(SET PROBLEM)
Write out every row below as a numbered list, skipping any blank lines. Leave the pictures out.

-------- DATA SHOWN

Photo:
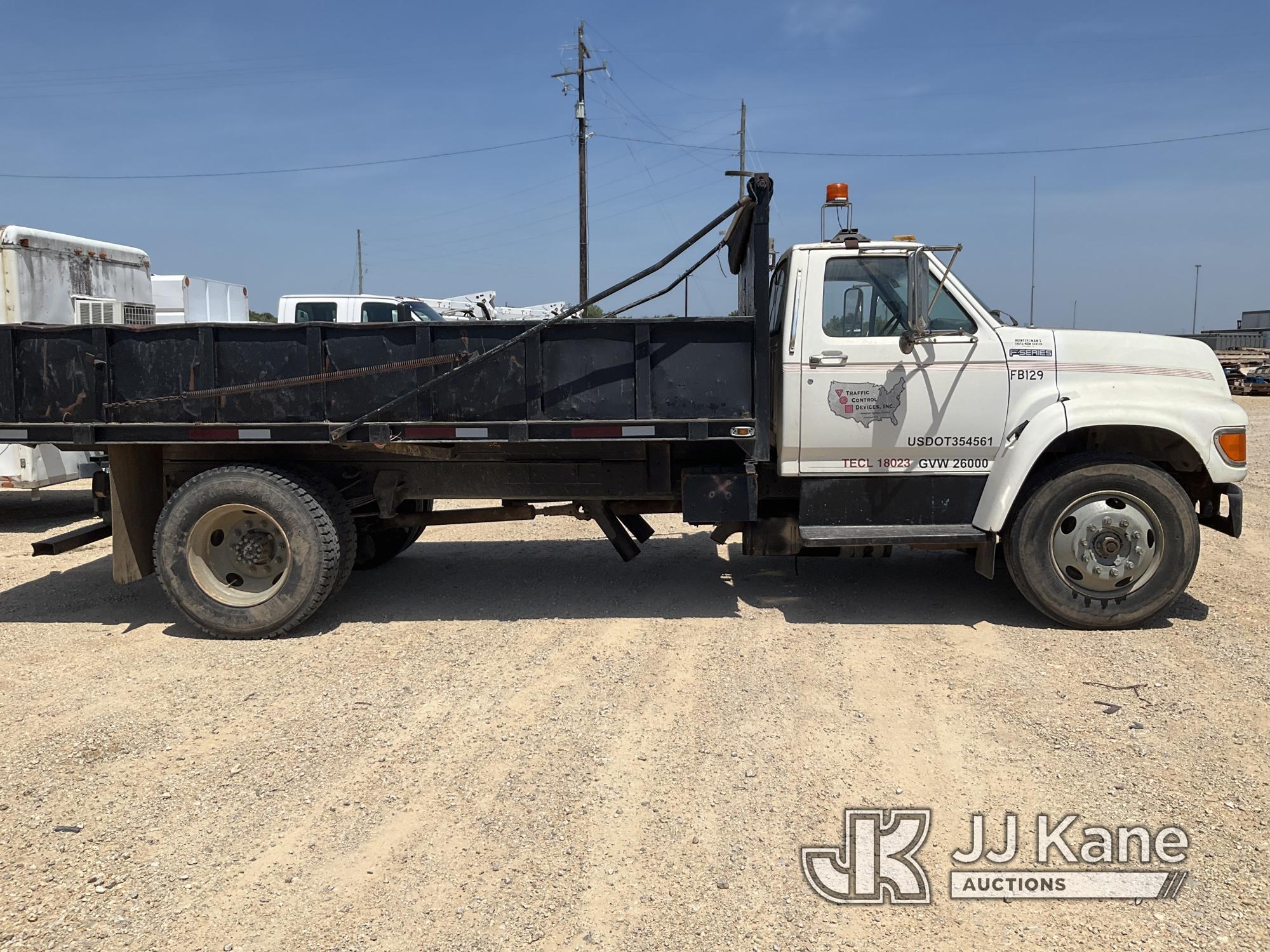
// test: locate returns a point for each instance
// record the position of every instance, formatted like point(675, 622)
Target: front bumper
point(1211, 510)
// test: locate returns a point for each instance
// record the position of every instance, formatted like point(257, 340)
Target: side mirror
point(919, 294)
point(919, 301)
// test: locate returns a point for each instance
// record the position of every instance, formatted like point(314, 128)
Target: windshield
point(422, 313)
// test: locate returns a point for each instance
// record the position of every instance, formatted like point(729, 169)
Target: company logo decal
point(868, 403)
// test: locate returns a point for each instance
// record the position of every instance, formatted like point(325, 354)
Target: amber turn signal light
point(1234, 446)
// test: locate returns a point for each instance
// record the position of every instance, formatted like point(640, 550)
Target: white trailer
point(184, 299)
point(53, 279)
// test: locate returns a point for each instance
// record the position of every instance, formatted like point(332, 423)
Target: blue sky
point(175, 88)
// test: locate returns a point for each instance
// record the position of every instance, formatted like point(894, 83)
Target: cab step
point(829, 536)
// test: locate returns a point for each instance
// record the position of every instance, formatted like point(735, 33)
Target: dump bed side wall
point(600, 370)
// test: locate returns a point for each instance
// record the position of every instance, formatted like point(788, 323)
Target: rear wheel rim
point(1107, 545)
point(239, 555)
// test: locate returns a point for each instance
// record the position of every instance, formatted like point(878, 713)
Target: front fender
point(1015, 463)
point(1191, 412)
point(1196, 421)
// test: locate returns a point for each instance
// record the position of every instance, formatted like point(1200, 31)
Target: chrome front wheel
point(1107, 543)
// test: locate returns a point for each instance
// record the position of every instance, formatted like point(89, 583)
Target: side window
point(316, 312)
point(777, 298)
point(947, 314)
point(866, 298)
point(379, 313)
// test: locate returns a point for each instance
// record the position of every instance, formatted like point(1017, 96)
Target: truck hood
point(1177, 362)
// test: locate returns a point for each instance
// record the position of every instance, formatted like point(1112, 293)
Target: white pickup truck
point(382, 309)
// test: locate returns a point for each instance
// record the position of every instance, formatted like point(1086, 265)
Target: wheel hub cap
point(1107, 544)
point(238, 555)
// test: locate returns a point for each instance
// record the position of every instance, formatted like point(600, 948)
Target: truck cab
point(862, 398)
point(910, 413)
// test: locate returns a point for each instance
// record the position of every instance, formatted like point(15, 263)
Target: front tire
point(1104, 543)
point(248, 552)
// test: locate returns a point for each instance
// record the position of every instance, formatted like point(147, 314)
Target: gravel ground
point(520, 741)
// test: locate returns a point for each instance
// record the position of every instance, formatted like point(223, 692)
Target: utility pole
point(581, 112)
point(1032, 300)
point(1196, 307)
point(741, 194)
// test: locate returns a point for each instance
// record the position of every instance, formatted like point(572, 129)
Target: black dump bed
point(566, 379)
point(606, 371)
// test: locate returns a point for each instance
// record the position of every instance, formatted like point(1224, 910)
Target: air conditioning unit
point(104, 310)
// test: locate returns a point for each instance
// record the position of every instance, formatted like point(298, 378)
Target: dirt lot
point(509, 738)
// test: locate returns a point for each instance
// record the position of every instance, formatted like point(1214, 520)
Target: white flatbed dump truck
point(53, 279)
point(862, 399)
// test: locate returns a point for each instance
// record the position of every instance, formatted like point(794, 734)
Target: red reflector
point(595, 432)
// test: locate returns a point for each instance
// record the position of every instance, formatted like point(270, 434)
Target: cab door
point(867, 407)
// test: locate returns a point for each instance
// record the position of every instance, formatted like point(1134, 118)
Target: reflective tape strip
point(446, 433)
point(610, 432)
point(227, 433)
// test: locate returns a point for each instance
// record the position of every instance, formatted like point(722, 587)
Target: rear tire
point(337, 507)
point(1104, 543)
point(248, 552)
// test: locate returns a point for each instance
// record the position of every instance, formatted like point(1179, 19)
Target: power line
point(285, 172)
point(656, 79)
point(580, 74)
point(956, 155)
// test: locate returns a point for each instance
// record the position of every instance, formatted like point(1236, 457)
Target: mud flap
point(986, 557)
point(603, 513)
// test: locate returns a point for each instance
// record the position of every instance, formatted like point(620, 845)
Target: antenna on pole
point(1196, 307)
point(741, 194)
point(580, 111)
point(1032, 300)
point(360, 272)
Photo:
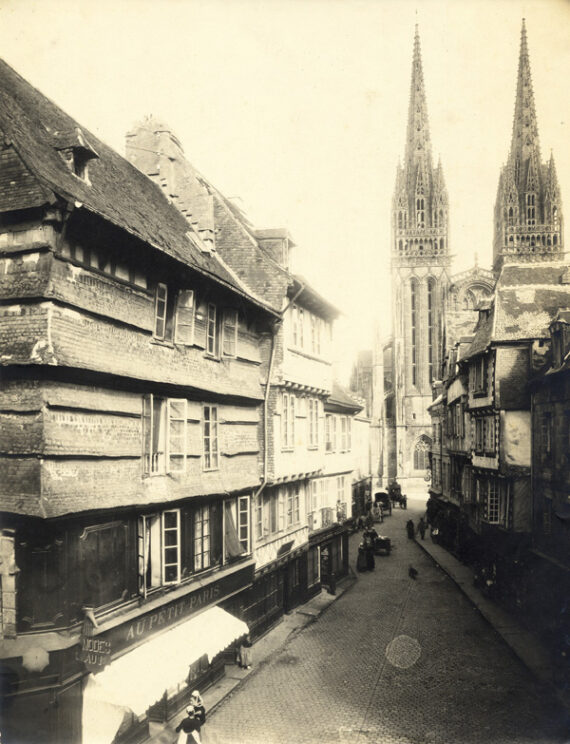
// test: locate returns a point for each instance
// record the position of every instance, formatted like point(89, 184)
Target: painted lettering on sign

----------------

(SOLUTION BELOW)
1. Photo:
2. // test: locate returns a point for each instance
3. // record the position of every instance, formatted like point(675, 622)
4. Target: front bumper
5. point(1211, 510)
6. // test: locate returns a point for each instance
7. // record the position of every instance, formatted like point(257, 340)
8. Target: side mirror
9. point(919, 294)
10. point(919, 301)
11. // test: locate returns a point for each instance
12. // record the position of every instance, formatted like point(314, 128)
13. Target: windshield
14. point(422, 313)
15. // test: locate returns a point for each instance
16. // record the position of every instance, formatted like point(729, 169)
17. Target: company logo decal
18. point(868, 403)
19. // test: locate returns a point for each instance
20. // record the position of every instance, formatted like point(325, 354)
21. Target: amber turn signal light
22. point(1234, 446)
23. // test: locate returns a point for each instance
24. // record the position of every instance, formatted like point(640, 550)
25. Target: white trailer
26. point(184, 299)
27. point(53, 279)
28. // test: locate returns a point for each instance
29. // record the position of every instance, formatted like point(332, 423)
30. Target: blue sky
31. point(175, 88)
32. // test: locate returns a point for each instance
33. // record the position of every instance, formatted like point(894, 83)
34. Target: cab step
35. point(829, 536)
36. // test: locate returns a point for each instance
37. // record the position of every instance, formatted like point(735, 33)
38. Target: dump bed side wall
39. point(600, 370)
40. // test: locate returns a point for each instance
41. // record the position of every instance, formatted like point(788, 323)
42. Target: rear wheel rim
43. point(1107, 545)
44. point(239, 555)
45. // test: locate returns a point for each instance
46. // record the position of every instance, formatted like point(878, 713)
47. Target: front fender
48. point(1015, 463)
49. point(1191, 412)
50. point(1196, 421)
51. // test: locate returns a point for each instance
52. // record the position of every instance, formatted like point(1200, 31)
53. Target: chrome front wheel
54. point(1107, 543)
55. // test: locate returns a point for each instance
56. // record the position of every instance, formatted like point(89, 583)
57. Target: side window
58. point(316, 312)
59. point(777, 298)
60. point(947, 314)
61. point(866, 298)
62. point(379, 313)
63. // test: locate returns a point for each instance
64. // record the position of every instance, formatted like point(1017, 96)
65. Target: truck hood
66. point(1177, 362)
67. // test: locate returns a point for each instance
68. // record the position of every instance, formatted like point(1112, 293)
69. Target: white pickup truck
70. point(382, 309)
71. // test: locate returns a point for each instance
72. // record the position of every instance, formatted like point(1086, 265)
73. Target: wheel hub cap
74. point(1107, 544)
75. point(238, 555)
76. // test: locate returns a point for each instance
77. // record the position of every instance, formatted like point(600, 948)
78. Target: truck cab
79. point(862, 398)
80. point(910, 413)
81. // test: locate returns a point for each instance
82. // record the position of every instance, formatted like point(15, 263)
83. Target: front tire
84. point(1104, 543)
85. point(248, 552)
86. // test: locate returns a point for each instance
87. // record the position of every instance, formatted like point(147, 314)
88. Target: gravel ground
89. point(520, 741)
90. // test: locate returns a point for each instance
91. // record the position of every instance, formatted like point(223, 692)
92. Target: utility pole
93. point(581, 112)
94. point(1032, 300)
95. point(1196, 307)
96. point(741, 194)
97. // test: locate returns a point for each instance
98. // record the position of every instance, formatted like point(572, 129)
99. Target: black dump bed
100. point(566, 379)
101. point(606, 371)
102. // test: locate returns a point for each instance
103. // record the position of every instance, formatted like point(1224, 910)
104. Target: air conditioning unit
105. point(104, 310)
106. // test: locate returns a point for each instance
107. // record the position of every instance, formatted like point(298, 378)
108. Target: dirt lot
109. point(509, 738)
110. // test: locate returns a point for each instance
111. // record the position of every instance, formatted like point(1214, 520)
112. Target: white flatbed dump truck
113. point(53, 279)
114. point(862, 399)
115. // test: locate returns a point for each instance
116. // record the position of every instance, formatted like point(794, 734)
117. Target: red reflector
118. point(595, 432)
119. // test: locate returns a point for each instance
120. // record the position of every instance, formatted like point(270, 434)
121. Target: cab door
122. point(867, 407)
123. // test: locate returns a point for each instance
124. // record the position of every instance, formatted like point(1134, 118)
125. Target: reflective tape strip
126. point(446, 433)
127. point(610, 432)
128. point(227, 433)
129. // test: locate returns a point for each instance
130. // record the position of every instance, formatted like point(722, 587)
131. Target: rear tire
132. point(337, 507)
133. point(1104, 543)
134. point(248, 552)
135. // test: locate returns a point for each instance
136. // record the position of every instance, formatted like point(1179, 19)
137. Target: power line
138. point(285, 172)
139. point(656, 79)
140. point(580, 74)
141. point(956, 155)
142. // test: locate returns a point for each instance
143. // record the position of every instance, formatted like point(1236, 457)
144. Target: mud flap
145. point(986, 557)
146. point(603, 513)
147. // test: locate returns a point for each instance
148. // record the position of every instance, formatted like point(620, 845)
149. Target: antenna on pole
150. point(1196, 307)
151. point(741, 194)
152. point(580, 111)
153. point(1032, 300)
154. point(360, 272)
155. Photo:
156. // test: locate returns a point for each instance
157. // record the position of every instance, formatted like point(89, 184)
158. Target: painted lettering on sign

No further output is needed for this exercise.